Oil on canvas. Relined.
Present restorations and Repainting.
Measurements: 83 x 68 cm (x2).
Although executed in a later period, these works deliberately recover the visual codes, courtly elegance and ornamental refinement characteristic of French painting around 1700, a time of transition between the late classicism of Louis XIV and the lighter and more sophisticated sensibility that would lead to the Rococo. In this sense, the paintings should not only be understood as individual portraits, but also as manifestations of a historicist taste that was widespread in the 19th century, when artists and collectors rediscovered and reinterpreted the styles of the past.
The genre of the female portrait occupied a central place in the French pictorial tradition from the end of the 17th century. In these works, the figures are depicted with an idealized grace that privileges social elegance over psychological individuality. The faces present softened features, pearly skins and serene expressions, constructed more as embodiments of an ideal of aristocratic beauty than as strictly naturalistic depictions. This tendency responds to the principles of French court portraiture, where painting functioned as a vehicle of prestige, refinement and social representation.
The composition of both portraits shows the influence of French models linked to the environment of painters such as Nicolas de Largillière or Hyacinthe Rigaud, masters of the great aristocratic portrait under the reign of Louis XIV and the Regency. The arrangement of the figures in three quarters, the dark and neutral background and the lighting directed at the face and bust are compositional formulas designed to focus attention on the nobility of bearing and the richness of the clothes. However, as opposed to the solemn monumentality of the full Baroque, here a more intimate and decorative atmosphere prevails, in accordance with the gallant taste that was beginning to develop in France towards the beginning of the 18th century.

********************

▸ **SHORT EXERCISE**
Reproduce the description of the two portraits above word for word, from start to finish.

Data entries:

********************

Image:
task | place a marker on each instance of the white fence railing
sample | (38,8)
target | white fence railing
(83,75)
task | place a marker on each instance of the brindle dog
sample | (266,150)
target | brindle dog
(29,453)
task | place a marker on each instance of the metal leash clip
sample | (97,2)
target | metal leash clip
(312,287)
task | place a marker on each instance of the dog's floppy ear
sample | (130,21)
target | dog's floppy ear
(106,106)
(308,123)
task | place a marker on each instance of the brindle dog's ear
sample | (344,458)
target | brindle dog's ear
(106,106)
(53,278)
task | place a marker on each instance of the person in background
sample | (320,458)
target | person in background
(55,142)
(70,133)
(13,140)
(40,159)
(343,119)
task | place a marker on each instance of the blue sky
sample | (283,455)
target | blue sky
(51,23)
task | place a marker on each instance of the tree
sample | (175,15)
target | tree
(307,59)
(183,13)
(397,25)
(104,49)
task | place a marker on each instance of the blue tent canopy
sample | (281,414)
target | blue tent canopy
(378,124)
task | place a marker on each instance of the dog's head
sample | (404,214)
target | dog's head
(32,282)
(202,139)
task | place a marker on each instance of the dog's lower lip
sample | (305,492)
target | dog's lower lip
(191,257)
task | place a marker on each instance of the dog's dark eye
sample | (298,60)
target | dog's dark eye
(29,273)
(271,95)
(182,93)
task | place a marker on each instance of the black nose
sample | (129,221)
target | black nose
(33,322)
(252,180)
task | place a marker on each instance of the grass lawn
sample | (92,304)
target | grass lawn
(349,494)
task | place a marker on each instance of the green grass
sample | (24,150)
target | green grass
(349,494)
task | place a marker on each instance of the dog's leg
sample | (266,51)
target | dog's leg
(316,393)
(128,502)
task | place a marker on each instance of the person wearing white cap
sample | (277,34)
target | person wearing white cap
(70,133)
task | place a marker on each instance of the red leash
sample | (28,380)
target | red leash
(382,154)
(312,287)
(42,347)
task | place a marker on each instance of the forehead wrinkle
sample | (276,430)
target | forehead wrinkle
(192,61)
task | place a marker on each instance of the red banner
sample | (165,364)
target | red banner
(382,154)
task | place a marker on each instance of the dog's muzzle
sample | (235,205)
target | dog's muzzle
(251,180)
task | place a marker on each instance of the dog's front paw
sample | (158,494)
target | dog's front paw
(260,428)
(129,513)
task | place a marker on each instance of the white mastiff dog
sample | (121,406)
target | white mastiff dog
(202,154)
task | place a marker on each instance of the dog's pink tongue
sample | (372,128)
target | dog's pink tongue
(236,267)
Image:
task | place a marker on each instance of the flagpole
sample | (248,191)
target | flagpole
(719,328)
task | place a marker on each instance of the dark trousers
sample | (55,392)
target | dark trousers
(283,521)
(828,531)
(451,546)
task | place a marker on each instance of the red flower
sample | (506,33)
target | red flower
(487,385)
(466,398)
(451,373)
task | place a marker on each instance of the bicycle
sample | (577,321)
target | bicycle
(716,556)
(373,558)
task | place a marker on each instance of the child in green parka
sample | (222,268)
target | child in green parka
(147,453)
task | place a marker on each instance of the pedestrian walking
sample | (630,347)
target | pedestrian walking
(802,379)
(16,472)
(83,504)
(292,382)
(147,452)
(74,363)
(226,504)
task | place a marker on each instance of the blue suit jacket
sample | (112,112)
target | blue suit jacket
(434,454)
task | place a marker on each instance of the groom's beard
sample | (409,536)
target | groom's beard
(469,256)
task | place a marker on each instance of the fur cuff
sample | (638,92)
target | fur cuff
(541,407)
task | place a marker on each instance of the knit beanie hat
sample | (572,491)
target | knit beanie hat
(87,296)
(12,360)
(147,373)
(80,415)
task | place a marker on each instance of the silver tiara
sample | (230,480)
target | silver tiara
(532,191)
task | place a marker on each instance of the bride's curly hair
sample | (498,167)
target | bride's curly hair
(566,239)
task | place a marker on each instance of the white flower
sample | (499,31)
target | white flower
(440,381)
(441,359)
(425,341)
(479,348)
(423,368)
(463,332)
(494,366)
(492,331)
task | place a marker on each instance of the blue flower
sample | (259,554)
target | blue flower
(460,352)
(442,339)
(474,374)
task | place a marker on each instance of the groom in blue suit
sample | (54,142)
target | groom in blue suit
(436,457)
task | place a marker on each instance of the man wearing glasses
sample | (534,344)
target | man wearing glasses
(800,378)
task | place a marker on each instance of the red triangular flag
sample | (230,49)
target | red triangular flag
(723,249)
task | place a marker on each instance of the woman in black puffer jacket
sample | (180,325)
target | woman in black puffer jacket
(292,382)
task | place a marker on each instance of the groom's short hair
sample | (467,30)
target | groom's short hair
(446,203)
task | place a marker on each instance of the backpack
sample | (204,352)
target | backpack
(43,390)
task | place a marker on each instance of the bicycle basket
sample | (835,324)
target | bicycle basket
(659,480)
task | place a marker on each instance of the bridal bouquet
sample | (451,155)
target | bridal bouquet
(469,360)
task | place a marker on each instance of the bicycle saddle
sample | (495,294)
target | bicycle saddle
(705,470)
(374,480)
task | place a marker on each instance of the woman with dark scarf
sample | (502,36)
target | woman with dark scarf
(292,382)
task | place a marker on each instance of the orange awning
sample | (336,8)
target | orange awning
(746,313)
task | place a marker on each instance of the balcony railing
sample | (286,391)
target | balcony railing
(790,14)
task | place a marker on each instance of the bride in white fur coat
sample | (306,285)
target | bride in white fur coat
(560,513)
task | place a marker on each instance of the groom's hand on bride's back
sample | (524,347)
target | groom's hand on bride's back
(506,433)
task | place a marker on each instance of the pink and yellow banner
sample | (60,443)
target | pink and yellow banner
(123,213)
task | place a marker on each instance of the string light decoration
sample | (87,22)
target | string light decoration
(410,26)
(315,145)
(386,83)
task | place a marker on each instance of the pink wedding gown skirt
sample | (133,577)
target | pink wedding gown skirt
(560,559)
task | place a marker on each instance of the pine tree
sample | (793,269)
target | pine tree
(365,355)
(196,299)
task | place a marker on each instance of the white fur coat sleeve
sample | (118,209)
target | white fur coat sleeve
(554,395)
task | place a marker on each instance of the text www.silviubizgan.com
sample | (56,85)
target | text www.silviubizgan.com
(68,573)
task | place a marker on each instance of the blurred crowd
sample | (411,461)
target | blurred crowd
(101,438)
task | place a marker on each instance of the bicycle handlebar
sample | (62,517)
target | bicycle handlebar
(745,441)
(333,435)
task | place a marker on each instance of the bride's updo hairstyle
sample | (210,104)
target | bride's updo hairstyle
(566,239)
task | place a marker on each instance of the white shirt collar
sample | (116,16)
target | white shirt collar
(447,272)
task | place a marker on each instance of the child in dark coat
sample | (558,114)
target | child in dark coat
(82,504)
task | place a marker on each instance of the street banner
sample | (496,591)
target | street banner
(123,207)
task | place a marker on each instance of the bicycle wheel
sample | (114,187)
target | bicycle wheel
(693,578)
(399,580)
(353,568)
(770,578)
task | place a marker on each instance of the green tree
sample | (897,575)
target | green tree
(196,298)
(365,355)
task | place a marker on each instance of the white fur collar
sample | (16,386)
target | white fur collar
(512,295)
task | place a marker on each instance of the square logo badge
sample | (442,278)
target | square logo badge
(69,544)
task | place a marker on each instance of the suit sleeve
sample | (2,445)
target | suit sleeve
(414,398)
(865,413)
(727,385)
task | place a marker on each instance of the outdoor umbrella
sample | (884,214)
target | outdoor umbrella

********************

▸ **THE REPLY**
Oil on canvas. Relined.
Present restorations and Repainting.
Measurements: 83 x 68 cm (x2).
Although executed in a later period, these works deliberately recover the visual codes, courtly elegance and ornamental refinement characteristic of French painting around 1700, a time of transition between the late classicism of Louis XIV and the lighter and more sophisticated sensibility that would lead to the Rococo. In this sense, the paintings should not only be understood as individual portraits, but also as manifestations of a historicist taste that was widespread in the 19th century, when artists and collectors rediscovered and reinterpreted the styles of the past.
The genre of the female portrait occupied a central place in the French pictorial tradition from the end of the 17th century. In these works, the figures are depicted with an idealized grace that privileges social elegance over psychological individuality. The faces present softened features, pearly skins and serene expressions, constructed more as embodiments of an ideal of aristocratic beauty than as strictly naturalistic depictions. This tendency responds to the principles of French court portraiture, where painting functioned as a vehicle of prestige, refinement and social representation.
The composition of both portraits shows the influence of French models linked to the environment of painters such as Nicolas de Largillière or Hyacinthe Rigaud, masters of the great aristocratic portrait under the reign of Louis XIV and the Regency. The arrangement of the figures in three quarters, the dark and neutral background and the lighting directed at the face and bust are compositional formulas designed to focus attention on the nobility of bearing and the richness of the clothes. However, as opposed to the solemn monumentality of the full Baroque, here a more intimate and decorative atmosphere prevails, in accordance with the gallant taste that was beginning to develop in France towards the beginning of the 18th century.